The answer must consist of every line below containing "rider".

▶ _Records shown_:

--

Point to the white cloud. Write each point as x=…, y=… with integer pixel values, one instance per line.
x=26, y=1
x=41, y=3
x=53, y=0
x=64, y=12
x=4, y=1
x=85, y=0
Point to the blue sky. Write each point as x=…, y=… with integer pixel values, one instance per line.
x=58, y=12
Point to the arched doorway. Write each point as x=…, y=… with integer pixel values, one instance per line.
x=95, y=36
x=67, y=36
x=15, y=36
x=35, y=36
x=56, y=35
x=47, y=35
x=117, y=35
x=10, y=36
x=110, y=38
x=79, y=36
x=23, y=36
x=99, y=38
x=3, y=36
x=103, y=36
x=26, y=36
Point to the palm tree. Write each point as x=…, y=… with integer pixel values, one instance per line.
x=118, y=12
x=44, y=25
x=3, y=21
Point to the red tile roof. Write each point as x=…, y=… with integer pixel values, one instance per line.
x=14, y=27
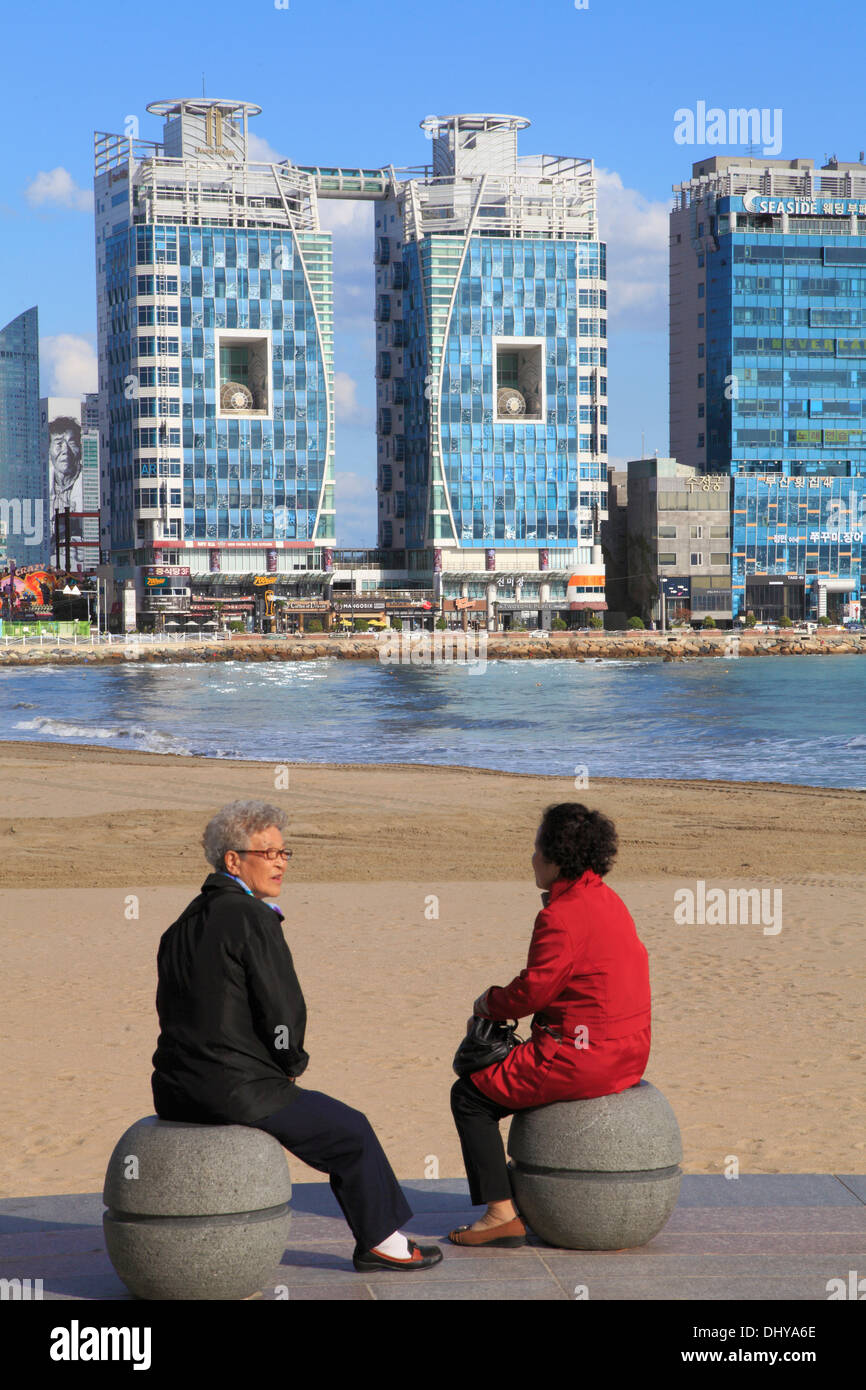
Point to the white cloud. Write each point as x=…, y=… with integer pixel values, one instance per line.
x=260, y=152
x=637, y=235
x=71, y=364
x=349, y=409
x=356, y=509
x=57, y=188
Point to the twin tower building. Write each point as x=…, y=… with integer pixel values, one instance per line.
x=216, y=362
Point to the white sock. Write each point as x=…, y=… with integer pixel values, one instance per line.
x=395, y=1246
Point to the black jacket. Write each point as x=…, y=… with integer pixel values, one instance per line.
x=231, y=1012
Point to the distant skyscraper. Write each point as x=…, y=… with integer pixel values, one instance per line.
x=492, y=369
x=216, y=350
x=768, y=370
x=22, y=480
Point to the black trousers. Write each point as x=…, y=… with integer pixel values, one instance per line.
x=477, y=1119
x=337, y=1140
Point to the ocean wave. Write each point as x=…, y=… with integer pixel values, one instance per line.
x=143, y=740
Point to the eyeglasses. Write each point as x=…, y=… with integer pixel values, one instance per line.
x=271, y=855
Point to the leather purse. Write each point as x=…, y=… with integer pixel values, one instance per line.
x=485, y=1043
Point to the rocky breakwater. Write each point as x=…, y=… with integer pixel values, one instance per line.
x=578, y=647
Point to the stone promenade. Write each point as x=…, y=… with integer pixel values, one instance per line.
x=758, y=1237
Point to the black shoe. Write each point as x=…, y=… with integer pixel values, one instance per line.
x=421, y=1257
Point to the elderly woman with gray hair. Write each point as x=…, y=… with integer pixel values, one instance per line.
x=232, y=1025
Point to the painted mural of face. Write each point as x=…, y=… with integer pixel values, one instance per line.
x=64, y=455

--

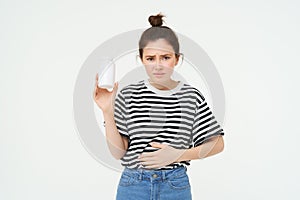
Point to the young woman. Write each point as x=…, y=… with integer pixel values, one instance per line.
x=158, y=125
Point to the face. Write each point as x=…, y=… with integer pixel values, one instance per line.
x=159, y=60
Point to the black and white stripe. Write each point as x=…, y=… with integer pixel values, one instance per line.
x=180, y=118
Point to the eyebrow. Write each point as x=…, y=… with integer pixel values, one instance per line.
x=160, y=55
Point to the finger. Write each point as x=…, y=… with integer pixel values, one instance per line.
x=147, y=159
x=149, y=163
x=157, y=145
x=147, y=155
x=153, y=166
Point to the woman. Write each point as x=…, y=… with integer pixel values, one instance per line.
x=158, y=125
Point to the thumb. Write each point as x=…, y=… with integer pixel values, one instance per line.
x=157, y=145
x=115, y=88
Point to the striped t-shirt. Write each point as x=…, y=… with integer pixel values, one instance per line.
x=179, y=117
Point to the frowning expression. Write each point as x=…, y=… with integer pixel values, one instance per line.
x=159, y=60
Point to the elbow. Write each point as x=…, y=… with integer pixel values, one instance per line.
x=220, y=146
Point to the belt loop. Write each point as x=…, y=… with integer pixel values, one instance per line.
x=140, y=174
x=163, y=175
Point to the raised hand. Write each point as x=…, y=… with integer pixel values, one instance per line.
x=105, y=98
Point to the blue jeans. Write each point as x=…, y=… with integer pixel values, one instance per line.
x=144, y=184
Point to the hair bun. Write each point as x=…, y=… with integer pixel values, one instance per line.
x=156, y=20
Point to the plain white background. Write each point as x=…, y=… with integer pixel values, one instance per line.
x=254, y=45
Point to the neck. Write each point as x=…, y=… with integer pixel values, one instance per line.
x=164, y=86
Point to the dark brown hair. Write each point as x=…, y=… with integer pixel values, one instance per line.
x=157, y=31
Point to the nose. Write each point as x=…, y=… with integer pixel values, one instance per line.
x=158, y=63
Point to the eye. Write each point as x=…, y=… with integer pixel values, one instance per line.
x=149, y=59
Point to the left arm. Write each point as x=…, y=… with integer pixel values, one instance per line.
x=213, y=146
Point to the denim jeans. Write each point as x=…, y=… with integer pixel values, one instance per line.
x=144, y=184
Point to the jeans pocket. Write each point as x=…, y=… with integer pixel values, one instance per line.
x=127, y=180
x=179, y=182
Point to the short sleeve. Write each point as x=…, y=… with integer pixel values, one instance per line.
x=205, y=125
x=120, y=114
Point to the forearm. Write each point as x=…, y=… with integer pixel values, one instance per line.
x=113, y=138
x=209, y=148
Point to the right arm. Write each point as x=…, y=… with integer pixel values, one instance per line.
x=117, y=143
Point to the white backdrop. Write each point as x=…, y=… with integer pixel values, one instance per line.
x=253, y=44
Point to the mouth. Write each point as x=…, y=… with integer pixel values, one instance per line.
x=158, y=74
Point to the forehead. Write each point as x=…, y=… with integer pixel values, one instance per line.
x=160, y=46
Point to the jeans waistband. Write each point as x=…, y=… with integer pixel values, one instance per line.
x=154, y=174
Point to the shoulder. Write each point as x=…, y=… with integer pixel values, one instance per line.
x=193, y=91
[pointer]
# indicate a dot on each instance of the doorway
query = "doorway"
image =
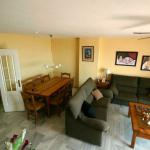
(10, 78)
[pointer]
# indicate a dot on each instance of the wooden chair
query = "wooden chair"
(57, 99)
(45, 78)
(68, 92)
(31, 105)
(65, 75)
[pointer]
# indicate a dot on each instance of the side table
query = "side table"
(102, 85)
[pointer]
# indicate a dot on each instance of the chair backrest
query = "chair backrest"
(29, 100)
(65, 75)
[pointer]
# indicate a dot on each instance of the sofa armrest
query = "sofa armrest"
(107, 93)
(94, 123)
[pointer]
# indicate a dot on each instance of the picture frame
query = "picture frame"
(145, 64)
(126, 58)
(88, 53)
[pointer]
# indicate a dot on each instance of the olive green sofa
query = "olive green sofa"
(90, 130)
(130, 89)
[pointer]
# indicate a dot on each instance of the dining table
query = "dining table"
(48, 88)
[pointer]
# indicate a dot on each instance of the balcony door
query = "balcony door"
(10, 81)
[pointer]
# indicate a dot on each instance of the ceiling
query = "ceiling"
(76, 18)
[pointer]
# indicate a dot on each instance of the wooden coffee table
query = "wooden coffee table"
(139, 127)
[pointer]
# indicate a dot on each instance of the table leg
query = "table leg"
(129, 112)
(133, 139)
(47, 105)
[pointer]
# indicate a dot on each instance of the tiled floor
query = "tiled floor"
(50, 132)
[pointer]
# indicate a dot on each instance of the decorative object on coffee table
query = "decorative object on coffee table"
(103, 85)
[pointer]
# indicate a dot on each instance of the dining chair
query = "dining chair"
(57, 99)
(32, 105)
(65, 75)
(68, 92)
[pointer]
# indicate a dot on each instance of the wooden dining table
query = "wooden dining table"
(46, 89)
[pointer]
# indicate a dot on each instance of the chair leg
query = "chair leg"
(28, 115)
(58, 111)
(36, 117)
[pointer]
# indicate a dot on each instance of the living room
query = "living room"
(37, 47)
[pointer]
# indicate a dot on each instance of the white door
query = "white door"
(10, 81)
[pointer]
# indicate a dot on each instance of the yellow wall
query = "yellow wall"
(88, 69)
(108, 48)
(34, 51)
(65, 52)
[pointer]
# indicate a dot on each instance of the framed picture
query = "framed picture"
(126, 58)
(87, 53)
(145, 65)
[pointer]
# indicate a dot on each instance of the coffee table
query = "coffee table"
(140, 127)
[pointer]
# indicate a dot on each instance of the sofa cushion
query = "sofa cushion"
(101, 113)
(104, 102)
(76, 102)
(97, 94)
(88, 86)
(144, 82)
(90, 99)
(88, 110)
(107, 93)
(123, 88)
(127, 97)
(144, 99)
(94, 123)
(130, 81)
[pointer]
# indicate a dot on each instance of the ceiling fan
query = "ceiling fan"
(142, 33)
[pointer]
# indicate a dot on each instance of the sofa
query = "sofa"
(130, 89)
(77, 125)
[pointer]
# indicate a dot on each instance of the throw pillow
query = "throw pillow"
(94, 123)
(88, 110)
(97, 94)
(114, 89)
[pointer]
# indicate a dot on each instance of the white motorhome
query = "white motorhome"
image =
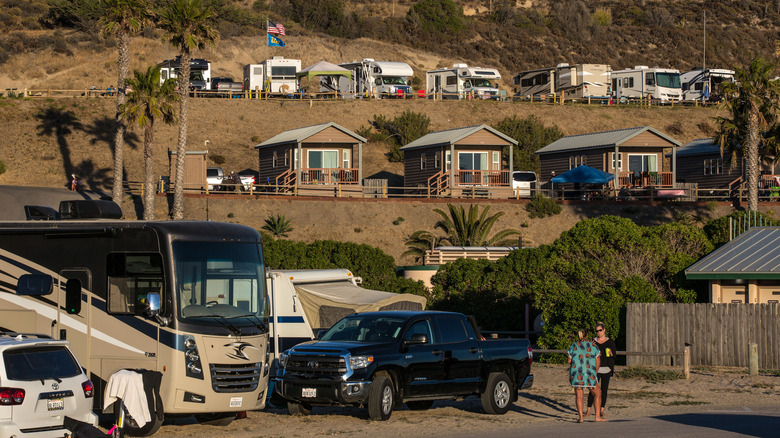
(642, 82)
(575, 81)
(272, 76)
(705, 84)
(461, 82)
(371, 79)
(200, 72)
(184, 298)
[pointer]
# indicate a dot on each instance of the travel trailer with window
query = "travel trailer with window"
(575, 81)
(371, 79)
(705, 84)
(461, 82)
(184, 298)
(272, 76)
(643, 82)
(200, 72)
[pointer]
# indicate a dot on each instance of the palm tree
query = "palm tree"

--

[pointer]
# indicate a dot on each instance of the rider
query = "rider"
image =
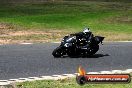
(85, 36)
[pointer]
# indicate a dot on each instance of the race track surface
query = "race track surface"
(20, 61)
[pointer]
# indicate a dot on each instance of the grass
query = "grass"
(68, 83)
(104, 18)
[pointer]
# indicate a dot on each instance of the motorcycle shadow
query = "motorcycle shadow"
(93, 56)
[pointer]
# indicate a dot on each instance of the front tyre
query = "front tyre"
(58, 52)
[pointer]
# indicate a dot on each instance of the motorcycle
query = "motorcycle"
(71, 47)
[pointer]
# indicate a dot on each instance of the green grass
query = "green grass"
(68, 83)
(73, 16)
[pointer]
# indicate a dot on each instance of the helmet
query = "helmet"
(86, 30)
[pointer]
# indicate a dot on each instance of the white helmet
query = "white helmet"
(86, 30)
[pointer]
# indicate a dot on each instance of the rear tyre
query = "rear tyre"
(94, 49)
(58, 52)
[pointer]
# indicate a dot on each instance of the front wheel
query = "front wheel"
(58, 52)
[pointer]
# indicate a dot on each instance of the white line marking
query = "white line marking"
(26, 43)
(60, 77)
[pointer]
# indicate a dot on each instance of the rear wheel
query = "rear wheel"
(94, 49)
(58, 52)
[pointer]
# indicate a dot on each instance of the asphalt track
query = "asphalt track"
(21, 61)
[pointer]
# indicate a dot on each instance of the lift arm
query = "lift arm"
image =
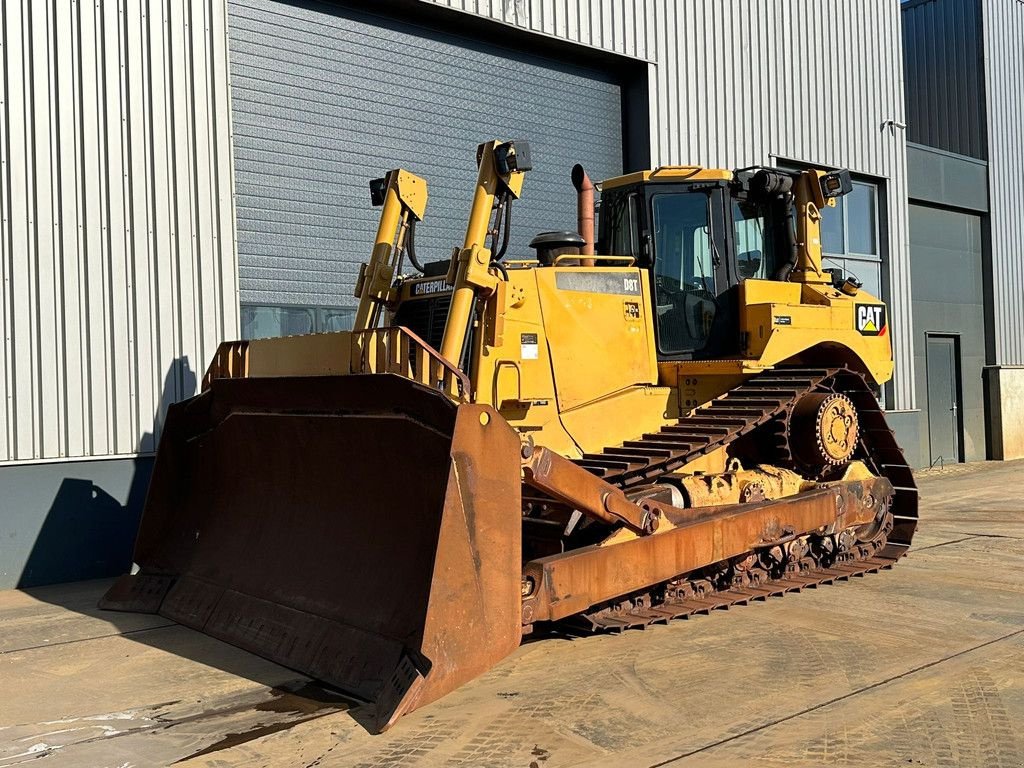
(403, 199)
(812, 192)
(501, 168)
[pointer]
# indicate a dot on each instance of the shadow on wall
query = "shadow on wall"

--

▶ _Solution for this task_:
# indicate a dot on each instance of the rider
query = "rider"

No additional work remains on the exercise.